— START EXERCISE INPUTS —

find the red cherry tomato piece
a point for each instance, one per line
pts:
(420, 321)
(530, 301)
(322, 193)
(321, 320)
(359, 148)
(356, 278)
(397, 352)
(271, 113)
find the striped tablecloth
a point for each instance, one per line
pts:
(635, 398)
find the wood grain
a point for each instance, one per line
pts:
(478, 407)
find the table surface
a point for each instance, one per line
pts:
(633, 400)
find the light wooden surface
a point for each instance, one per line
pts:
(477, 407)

— END EXERCISE INPUTS —

GOAL >> Could you write out again every line from the one containing "find the striped tablecloth" through the end of the entries, and only those lines, raising each x and y coordinate in the answer points by 30?

WRITTEN ANSWER >>
find the striped tablecloth
a point for each instance, one per line
pts:
(665, 428)
find the wood grain
a point for each instance, one per line
pts:
(508, 437)
find the table surface
a point for each instance, one per line
pts:
(663, 430)
find the light wooden surface
a point for each instance, one per line
pts:
(507, 437)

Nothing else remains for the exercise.